__Data for processing__
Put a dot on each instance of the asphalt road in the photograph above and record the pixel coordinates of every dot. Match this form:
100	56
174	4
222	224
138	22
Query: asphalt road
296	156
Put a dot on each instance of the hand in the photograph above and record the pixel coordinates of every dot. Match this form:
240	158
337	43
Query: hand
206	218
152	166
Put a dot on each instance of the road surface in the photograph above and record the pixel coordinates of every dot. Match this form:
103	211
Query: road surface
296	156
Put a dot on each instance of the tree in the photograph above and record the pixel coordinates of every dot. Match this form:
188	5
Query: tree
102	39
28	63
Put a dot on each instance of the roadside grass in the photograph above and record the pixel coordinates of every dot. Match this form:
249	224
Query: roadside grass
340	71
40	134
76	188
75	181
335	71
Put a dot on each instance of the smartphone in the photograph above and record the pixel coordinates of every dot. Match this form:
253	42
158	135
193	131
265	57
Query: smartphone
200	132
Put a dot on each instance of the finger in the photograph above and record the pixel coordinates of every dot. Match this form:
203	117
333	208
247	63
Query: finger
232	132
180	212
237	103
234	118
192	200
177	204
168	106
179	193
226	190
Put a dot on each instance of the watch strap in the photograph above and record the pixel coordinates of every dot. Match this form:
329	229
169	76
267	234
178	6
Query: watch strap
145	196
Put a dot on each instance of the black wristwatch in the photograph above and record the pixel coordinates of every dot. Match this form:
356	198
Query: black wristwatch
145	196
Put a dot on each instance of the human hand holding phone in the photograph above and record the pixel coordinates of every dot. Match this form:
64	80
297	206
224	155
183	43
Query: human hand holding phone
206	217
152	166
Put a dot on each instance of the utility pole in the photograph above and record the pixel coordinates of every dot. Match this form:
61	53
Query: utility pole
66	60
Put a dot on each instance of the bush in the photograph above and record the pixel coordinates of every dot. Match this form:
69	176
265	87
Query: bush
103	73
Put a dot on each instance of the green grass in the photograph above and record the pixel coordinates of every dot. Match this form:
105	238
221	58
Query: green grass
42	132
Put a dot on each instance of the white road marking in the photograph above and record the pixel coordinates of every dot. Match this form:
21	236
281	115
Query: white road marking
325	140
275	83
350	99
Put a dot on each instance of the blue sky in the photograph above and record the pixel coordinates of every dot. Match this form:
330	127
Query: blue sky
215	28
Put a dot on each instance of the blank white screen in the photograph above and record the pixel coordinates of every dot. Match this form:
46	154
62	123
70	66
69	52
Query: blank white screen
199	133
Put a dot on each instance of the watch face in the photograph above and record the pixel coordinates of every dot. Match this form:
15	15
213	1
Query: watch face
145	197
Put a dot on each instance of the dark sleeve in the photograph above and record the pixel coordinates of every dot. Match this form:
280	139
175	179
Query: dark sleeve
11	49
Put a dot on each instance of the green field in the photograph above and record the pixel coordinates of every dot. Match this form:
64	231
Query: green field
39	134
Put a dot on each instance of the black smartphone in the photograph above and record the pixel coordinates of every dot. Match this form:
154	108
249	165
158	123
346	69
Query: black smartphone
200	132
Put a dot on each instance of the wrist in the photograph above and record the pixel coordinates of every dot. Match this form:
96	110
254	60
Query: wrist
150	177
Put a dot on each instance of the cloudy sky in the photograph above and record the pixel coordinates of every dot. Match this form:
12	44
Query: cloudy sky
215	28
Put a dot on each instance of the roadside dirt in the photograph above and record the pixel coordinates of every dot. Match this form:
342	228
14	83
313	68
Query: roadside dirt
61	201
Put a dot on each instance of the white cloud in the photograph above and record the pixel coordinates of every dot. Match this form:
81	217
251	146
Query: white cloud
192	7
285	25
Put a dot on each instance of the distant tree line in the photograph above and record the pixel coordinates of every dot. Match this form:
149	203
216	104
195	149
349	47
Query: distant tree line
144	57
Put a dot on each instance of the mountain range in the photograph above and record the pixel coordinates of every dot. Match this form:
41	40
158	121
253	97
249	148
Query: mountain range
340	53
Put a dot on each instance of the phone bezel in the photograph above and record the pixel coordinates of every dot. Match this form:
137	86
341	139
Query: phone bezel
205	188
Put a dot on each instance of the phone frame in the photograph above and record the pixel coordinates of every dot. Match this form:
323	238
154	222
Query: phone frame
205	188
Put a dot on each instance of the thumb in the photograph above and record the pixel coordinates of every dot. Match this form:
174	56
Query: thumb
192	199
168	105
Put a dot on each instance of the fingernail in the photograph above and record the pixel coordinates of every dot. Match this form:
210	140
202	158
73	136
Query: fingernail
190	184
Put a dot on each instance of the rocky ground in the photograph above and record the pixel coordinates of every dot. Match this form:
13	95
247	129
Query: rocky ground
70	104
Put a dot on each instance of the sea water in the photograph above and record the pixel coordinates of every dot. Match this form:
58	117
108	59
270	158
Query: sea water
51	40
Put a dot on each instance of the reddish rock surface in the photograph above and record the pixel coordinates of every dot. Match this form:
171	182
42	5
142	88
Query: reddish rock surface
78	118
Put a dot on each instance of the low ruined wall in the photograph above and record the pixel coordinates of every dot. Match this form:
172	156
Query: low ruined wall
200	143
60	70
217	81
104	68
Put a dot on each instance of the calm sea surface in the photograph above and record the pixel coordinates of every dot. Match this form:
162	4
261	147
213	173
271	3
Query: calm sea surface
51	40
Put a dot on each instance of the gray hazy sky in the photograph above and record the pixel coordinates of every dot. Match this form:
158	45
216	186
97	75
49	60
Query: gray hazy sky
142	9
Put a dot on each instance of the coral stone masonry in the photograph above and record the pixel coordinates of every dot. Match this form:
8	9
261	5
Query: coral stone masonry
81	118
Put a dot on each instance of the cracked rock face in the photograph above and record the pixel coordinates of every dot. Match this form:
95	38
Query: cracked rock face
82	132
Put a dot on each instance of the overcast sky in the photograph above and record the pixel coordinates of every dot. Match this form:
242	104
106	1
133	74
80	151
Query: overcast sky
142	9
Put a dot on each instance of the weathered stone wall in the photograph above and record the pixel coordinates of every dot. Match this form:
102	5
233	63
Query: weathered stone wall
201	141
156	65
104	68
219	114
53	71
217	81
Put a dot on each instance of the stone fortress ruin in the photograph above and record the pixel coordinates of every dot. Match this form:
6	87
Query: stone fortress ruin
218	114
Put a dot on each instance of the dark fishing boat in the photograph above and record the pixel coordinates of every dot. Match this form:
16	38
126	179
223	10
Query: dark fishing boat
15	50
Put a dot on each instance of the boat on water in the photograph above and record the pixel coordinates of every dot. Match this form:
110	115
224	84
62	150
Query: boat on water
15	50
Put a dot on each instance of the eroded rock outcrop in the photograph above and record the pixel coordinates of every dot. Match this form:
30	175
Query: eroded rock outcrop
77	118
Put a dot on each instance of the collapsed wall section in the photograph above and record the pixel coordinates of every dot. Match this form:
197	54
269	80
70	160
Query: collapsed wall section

__Task to carry out__
Please reproduce all of the entries above word for word, with no changes.

__Response below__
Put a dot on each instance of the asphalt road in the photograph above and record the pixel coordinates of every dot. Match this form:
100	56
174	4
222	224
138	22
Query: asphalt road
296	156
Put a dot on each instance of the hand in the photograph above and record the pixel coordinates of every dot. Match this form:
240	158
337	43
Query: hand
206	218
152	166
Put a dot on each instance of the road surface in the photograph above and record the pixel coordinates of every dot. Match this form:
103	211
Query: road surface
296	156
Put a dot on each instance of the tree in the photograph above and record the pixel coordinates of every dot. Match this form:
188	5
Query: tree
102	39
28	63
Put a dot on each instance of the roadside grass in the photograph above and record the pixel coordinates of every dot. Match this form:
249	224
Query: roadside grass
340	71
40	134
76	188
75	181
335	71
Put a dot on each instance of the smartphone in the photograph above and record the pixel coordinates of every dot. Match this form:
253	42
158	135
193	131
265	57
Query: smartphone
200	132
Put a dot on each instance of the finger in the photograph above and record the pixel coordinates of every dot. Match this form:
203	117
333	208
247	63
Query: finger
232	132
180	212
237	103
234	118
192	200
177	204
168	106
179	193
226	190
Put a dot on each instance of the watch strap in the photograph above and record the pixel coordinates of every dot. Match this form:
329	229
169	76
267	234
178	6
Query: watch strap
145	196
Put a dot on each instance of the black wristwatch in the photograph above and record the pixel coordinates of every dot. Match this form:
356	198
Query: black wristwatch
145	196
Put a dot on each instance of the human hand holding phone in the photograph above and record the pixel coordinates of every dot. Match this form:
64	80
297	206
224	155
183	43
Query: human hand holding phone
206	217
152	166
Put a dot on each instance of the utility pole in the photograph above and record the pixel coordinates of every dot. Match this form:
61	53
Query: utility pole
66	60
Put a dot on each instance of the bush in the photograph above and record the pixel coordinates of every dot. Match this form:
69	176
265	87
Query: bush
103	73
Put a dot on each instance of the green grass in the photograph above and record the pixel coordinates of every dot. Match this form:
105	238
221	58
Query: green grass
42	132
Put a dot on each instance of the white road marking in the photograph above and record the pixel coordinates of every dot. Match this form:
21	236
281	115
Query: white road marking
325	140
275	83
350	99
Put a dot on each instance of the blue sky in the photograph above and record the pixel coordinates of every dot. Match this form:
330	127
Query: blue sky
215	28
Put a dot on each instance of the blank white screen in the photograph above and record the pixel coordinates of every dot. Match this form:
46	154
62	123
70	66
69	52
Query: blank white screen
199	133
Put a dot on each instance of the watch face in the photograph above and record the pixel coordinates of every dot. Match this form:
15	15
213	1
Query: watch face
145	197
Put a dot on each instance of the dark sleeve in the photograph above and record the pixel coordinates of every dot. Match this form:
280	139
175	179
Query: dark sleeve
11	49
Put a dot on each instance of the green field in the photograph above and record the pixel coordinates of every dot. Match this form:
64	231
Query: green field
39	134
Put a dot on each instance of the black smartphone in the photograph above and record the pixel coordinates of every dot. Match this form:
154	108
249	165
158	123
346	69
Query: black smartphone
200	132
Put a dot on each instance of the wrist in the photograph above and record the pixel coordinates of every dot. Match this form:
96	110
254	60
Query: wrist
150	177
Put a dot on each instance of the cloudy sky in the photograph above and record the pixel coordinates of every dot. Match this form:
12	44
Query: cloudy sky
215	28
Put a dot on each instance of the roadside dirt in the photograph above and record the pixel coordinates of every dot. Match this form:
342	228
14	83
313	68
Query: roadside dirt
61	201
Put a dot on each instance of the white cloud in the photograph above and record the pixel coordinates of every dot. Match this form:
81	217
251	146
Query: white cloud
192	7
285	25
Put a dot on each instance of the distant tree line in the photograph above and record the pixel coordinates of every dot. Match this form:
149	203
216	104
195	149
349	47
Query: distant tree line
144	57
Put a dot on each instance of the mountain range in the photograph above and record the pixel coordinates of every dot. Match this form:
41	40
158	121
253	97
249	148
Query: mountain range
340	53
Put a dot on each instance of the phone bezel in the photograph above and record the pixel coordinates of every dot. Match this form:
137	86
341	139
Query: phone bezel
205	188
Put a dot on each instance of the phone frame in the photograph above and record the pixel coordinates of every dot. Match this form:
323	238
154	222
Query: phone frame
205	188
Put a dot on each instance of the thumb in the photograph above and record the pixel coordinates of every dot. Match this form:
174	56
Query: thumb
192	199
168	105
Put a dot on each instance of the fingernail in the photograph above and record the pixel coordinates of every dot. Match this form:
210	140
202	158
73	136
Query: fingernail
190	184
Put a dot on each instance of the rocky ground in the photograph above and record the pixel coordinates of every dot. Match this form:
13	95
247	129
Query: rocky ground
70	104
Put a dot on each instance of the sea water in the photograph above and record the pixel coordinates of every dot. Match this form:
58	117
108	59
270	158
Query: sea water
51	40
Put a dot on each instance of the reddish rock surface in the photograph above and record the pixel coordinates of every dot. Match this form:
171	182
42	5
142	88
Query: reddish rock surface
78	118
Put a dot on each instance of the low ruined wall in the photograph above and record the pixel coordinates of every dot. Match this form:
172	156
Query: low ruined wall
200	143
60	70
217	81
104	68
Put a dot on each instance of the calm sea surface in the photograph above and record the pixel coordinates of every dot. Match this form:
162	4
261	147
213	173
271	3
Query: calm sea surface
51	40
Put a dot on each instance of the gray hazy sky in the photograph above and record the pixel coordinates of every dot. Match this form:
158	45
216	186
97	75
49	60
Query: gray hazy sky
142	9
Put a dot on each instance of the coral stone masonry in the photograph above and record the pixel coordinates of every dot. Match this form:
8	9
261	5
Query: coral stone masonry
81	118
Put a dot on each instance of the cracked rock face in the photograph above and record the pixel coordinates of every dot. Match this form:
95	38
Query: cracked rock face
82	132
Put a dot on each instance of the overcast sky in the photograph above and record the pixel coordinates of every dot. Match this form:
242	104
106	1
133	74
80	151
Query: overcast sky
142	9
Put a dot on each instance of the weathered stone wall in the photograph above and record the pixel coordinates of every dot. Match this form:
102	5
233	63
Query: weathered stone wall
201	141
156	65
104	68
219	114
53	71
217	81
Put a dot on each instance of the stone fortress ruin in the photograph above and record the pixel coordinates of every dot. Match this form:
6	87
Query: stone fortress ruin
218	114
Put a dot on each instance of the dark fishing boat in the photograph above and record the pixel coordinates of every dot. Match this form:
16	38
126	179
223	10
Query: dark fishing boat
15	50
Put a dot on each instance of the boat on water in the photograph above and record the pixel coordinates of every dot. Match this form:
110	115
224	84
62	150
Query: boat on water
15	50
Put a dot on each instance of the eroded rock outcrop in the photograph above and record the pixel coordinates of every dot. Match this form:
30	175
Query: eroded rock outcrop
77	118
Put a dot on each instance of the collapsed wall section in the photograph above and record the pixel coordinates of every dot. Match this form:
197	54
269	80
70	160
Query: collapsed wall section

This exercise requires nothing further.